• **Requirement**: Rewrite the lines of the records below, from the line containing "Flashcard task. Put a dot on each instance of the sofa" through the line containing "x=109 y=204", inclusive, as a JSON list of strings with one string per line and blank lines omitted.

◇ ◇ ◇ ◇

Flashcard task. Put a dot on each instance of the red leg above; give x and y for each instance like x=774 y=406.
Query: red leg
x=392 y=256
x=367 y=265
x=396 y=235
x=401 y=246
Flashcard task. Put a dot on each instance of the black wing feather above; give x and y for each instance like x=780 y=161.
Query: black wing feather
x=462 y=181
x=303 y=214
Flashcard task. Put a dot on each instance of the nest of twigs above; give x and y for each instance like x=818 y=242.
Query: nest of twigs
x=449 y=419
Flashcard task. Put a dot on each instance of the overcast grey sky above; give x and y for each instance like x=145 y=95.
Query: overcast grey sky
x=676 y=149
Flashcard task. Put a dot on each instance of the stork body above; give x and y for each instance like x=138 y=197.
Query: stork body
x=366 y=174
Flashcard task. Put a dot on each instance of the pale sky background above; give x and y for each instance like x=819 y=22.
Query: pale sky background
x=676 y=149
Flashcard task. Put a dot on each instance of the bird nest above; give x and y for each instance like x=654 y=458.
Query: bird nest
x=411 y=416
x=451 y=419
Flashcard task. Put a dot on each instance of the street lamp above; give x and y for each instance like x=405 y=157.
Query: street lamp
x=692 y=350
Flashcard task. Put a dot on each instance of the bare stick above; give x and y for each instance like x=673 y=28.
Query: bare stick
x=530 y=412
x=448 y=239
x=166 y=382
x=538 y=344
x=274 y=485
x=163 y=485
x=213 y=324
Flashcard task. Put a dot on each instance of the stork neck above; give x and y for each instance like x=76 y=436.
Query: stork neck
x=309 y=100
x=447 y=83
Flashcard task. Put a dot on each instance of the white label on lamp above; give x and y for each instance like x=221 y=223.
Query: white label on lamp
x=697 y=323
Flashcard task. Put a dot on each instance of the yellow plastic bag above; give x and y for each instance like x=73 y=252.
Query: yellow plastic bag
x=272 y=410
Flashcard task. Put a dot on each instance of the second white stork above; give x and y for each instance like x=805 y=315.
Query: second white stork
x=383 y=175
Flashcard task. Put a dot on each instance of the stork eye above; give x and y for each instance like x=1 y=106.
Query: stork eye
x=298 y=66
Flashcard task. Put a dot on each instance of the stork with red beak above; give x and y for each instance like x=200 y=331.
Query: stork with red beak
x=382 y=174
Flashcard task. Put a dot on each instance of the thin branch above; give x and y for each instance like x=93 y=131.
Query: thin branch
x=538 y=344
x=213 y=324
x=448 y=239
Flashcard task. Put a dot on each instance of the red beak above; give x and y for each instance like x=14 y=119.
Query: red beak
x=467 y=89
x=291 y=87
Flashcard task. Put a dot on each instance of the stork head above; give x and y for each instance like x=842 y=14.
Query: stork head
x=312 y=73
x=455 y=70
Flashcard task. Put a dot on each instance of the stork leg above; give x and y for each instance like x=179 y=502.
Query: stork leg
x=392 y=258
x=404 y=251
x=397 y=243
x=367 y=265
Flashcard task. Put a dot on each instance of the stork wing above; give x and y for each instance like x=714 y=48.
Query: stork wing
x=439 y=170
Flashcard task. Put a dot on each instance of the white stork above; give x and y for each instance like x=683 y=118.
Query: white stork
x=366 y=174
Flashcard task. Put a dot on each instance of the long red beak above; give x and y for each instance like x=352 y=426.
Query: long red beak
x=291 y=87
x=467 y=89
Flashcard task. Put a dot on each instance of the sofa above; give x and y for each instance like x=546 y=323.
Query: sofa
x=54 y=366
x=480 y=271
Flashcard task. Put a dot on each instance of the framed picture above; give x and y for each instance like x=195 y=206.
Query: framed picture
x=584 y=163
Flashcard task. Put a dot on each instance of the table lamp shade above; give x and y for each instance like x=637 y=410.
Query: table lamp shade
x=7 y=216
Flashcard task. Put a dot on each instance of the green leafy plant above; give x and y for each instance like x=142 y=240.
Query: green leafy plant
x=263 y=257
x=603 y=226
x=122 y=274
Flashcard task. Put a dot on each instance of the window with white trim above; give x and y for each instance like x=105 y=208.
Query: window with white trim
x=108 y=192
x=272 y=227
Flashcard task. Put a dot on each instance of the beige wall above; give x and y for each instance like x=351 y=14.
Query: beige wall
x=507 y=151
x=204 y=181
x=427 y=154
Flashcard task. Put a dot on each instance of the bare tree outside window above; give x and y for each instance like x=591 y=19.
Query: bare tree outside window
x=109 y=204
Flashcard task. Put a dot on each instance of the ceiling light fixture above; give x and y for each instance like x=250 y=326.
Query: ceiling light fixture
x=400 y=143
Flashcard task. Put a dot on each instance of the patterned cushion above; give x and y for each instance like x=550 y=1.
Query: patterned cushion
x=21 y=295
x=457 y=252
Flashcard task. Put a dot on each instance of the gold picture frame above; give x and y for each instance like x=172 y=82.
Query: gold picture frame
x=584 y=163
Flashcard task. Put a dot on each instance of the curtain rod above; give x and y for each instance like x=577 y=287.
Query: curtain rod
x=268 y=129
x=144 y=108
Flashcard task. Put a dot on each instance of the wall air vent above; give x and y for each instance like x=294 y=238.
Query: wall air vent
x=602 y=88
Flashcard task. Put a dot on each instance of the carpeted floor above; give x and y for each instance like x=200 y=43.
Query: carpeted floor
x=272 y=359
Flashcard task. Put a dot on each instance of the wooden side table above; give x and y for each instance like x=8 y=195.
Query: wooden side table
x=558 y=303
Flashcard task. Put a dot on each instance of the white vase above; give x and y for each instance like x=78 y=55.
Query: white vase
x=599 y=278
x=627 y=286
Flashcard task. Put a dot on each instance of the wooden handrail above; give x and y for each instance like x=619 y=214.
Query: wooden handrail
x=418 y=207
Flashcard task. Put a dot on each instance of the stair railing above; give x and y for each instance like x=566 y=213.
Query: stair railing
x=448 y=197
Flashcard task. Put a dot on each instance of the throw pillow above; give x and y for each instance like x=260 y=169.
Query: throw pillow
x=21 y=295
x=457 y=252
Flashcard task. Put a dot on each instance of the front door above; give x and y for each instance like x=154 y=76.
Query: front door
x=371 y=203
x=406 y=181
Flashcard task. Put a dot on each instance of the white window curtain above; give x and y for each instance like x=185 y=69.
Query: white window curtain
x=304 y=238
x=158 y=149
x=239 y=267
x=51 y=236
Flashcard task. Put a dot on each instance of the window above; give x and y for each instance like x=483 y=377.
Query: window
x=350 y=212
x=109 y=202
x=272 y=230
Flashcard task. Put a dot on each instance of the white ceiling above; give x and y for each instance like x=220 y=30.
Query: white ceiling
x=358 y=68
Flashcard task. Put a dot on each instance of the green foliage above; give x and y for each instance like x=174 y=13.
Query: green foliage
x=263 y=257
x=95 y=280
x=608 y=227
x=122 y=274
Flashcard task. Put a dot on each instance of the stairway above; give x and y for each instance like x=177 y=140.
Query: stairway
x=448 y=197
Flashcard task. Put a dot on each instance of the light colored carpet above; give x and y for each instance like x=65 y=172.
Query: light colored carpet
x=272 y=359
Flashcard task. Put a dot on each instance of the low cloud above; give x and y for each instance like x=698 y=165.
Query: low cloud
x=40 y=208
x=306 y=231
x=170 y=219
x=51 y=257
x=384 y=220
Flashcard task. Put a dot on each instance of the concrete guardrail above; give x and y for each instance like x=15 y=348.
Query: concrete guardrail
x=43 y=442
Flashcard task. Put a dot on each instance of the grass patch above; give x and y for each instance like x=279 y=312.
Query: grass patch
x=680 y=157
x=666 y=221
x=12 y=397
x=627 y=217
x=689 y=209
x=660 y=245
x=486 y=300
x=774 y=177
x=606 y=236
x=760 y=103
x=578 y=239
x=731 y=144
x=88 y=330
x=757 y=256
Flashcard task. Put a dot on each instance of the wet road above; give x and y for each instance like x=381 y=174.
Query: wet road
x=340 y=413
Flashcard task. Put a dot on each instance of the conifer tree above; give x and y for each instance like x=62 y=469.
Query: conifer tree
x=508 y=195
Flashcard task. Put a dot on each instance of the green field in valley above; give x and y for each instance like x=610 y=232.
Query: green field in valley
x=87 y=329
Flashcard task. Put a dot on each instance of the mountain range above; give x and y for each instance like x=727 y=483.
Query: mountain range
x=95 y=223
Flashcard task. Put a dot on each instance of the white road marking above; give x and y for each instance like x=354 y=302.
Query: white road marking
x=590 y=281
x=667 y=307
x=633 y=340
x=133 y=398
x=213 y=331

◇ ◇ ◇ ◇

• **Solution to this exercise**:
[
  "Flashcard task. Put a dot on each instance of the sofa above; give x and y for each instance like x=546 y=323.",
  "Query: sofa",
  "x=54 y=366",
  "x=480 y=271",
  "Flashcard task. Put a dot on each instance of the framed picture above; give x and y for each instance like x=195 y=206.",
  "Query: framed picture",
  "x=584 y=163",
  "Flashcard task. Put a dot on each instance of the table lamp shade above; give x and y for each instance like x=637 y=410.",
  "Query: table lamp shade",
  "x=7 y=216",
  "Flashcard task. Put a dot on each instance of the green leafy plant above; give x and y for each instance like x=142 y=240.",
  "Query: green leafy plant",
  "x=263 y=257",
  "x=603 y=226",
  "x=122 y=274",
  "Flashcard task. Put a dot on each instance of the window with white trim above; give x and y for each instance like x=105 y=208.",
  "Query: window with white trim",
  "x=108 y=192",
  "x=272 y=227",
  "Flashcard task. Put a dot on each instance of the beige wall above; give x and y for each instance like x=351 y=14.",
  "Query: beige wall",
  "x=507 y=151",
  "x=204 y=181",
  "x=427 y=154",
  "Flashcard task. Put a dot on each instance of the bare tree outside window above; give x and y for each instance like x=591 y=19.",
  "Query: bare tree outside window",
  "x=109 y=204"
]